**The exercise:**
Rewrite the stretch of the records from the line that contains "Every instance of the stone wall facade gets" through the line that contains "229 177 L 230", requests included, scaling every coordinate in the answer outlines by 2.35 and rounding to whole numbers with halves going up, while the requests and their format samples stay unchanged. Return those lines alone.

#### Dataset rows

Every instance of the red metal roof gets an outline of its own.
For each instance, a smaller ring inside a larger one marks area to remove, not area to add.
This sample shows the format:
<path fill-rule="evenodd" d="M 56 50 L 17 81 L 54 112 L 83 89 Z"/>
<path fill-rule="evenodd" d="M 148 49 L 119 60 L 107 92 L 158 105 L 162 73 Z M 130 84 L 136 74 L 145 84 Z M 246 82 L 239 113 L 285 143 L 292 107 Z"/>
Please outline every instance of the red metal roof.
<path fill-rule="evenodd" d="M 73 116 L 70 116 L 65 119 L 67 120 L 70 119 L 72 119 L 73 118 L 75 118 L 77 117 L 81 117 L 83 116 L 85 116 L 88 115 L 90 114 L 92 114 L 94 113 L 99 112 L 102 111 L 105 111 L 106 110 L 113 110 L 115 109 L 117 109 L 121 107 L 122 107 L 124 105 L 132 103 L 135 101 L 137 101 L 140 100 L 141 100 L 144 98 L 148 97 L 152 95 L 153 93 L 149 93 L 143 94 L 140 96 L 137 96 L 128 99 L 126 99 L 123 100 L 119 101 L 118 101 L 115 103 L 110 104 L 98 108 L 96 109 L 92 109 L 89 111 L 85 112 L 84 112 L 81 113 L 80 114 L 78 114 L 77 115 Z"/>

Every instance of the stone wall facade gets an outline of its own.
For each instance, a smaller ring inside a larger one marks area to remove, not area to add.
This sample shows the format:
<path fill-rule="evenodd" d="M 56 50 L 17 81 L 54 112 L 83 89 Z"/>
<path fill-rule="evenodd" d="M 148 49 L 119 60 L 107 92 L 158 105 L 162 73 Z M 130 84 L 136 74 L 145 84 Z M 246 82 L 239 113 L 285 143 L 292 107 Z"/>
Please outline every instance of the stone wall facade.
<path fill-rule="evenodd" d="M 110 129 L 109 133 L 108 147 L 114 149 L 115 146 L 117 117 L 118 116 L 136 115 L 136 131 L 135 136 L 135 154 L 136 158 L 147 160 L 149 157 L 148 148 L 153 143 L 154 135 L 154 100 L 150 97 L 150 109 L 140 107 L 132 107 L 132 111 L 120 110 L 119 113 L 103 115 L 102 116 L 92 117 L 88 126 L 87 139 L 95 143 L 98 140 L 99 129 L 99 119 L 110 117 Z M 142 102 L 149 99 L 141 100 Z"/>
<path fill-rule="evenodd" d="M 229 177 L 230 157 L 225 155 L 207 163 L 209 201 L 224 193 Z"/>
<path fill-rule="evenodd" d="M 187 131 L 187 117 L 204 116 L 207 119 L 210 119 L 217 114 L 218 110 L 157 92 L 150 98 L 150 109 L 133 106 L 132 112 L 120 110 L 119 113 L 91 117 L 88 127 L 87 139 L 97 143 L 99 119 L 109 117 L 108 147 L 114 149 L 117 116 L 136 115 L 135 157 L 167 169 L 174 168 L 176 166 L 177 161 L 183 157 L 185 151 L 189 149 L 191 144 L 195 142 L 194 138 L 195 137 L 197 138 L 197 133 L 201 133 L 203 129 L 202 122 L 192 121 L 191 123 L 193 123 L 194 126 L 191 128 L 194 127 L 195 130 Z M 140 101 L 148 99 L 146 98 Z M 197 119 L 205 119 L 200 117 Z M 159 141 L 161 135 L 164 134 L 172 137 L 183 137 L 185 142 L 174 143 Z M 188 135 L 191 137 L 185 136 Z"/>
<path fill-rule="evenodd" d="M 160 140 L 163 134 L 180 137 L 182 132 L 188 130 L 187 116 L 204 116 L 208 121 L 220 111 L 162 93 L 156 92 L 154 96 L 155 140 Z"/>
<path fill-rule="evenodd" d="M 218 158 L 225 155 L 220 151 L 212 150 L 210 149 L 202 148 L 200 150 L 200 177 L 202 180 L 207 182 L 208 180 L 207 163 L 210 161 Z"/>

########

**Response to this task:**
Every instance of the stone wall facade gets an outline of its own.
For each instance, a smaller ring inside a larger one marks area to remove, not area to add.
This sample shows the format:
<path fill-rule="evenodd" d="M 56 50 L 17 81 L 54 112 L 83 89 Z"/>
<path fill-rule="evenodd" d="M 148 49 L 119 60 L 107 92 L 158 105 L 162 73 Z M 130 84 L 136 74 L 145 84 Z M 246 82 L 239 113 L 285 143 L 292 107 Z"/>
Please outline every instance of the stone wall facade.
<path fill-rule="evenodd" d="M 259 303 L 256 313 L 254 345 L 268 350 L 270 343 L 275 275 L 277 273 L 320 270 L 320 308 L 317 320 L 317 362 L 320 371 L 345 376 L 350 369 L 348 348 L 360 336 L 362 317 L 362 235 L 353 228 L 353 256 L 329 251 L 310 251 L 310 261 L 282 259 L 280 266 L 242 270 L 240 273 L 216 275 L 207 296 L 204 327 L 223 336 L 230 329 L 233 303 L 233 280 L 259 275 Z M 334 240 L 350 233 L 331 235 Z"/>
<path fill-rule="evenodd" d="M 538 416 L 541 369 L 529 364 L 486 383 L 491 472 L 526 454 Z"/>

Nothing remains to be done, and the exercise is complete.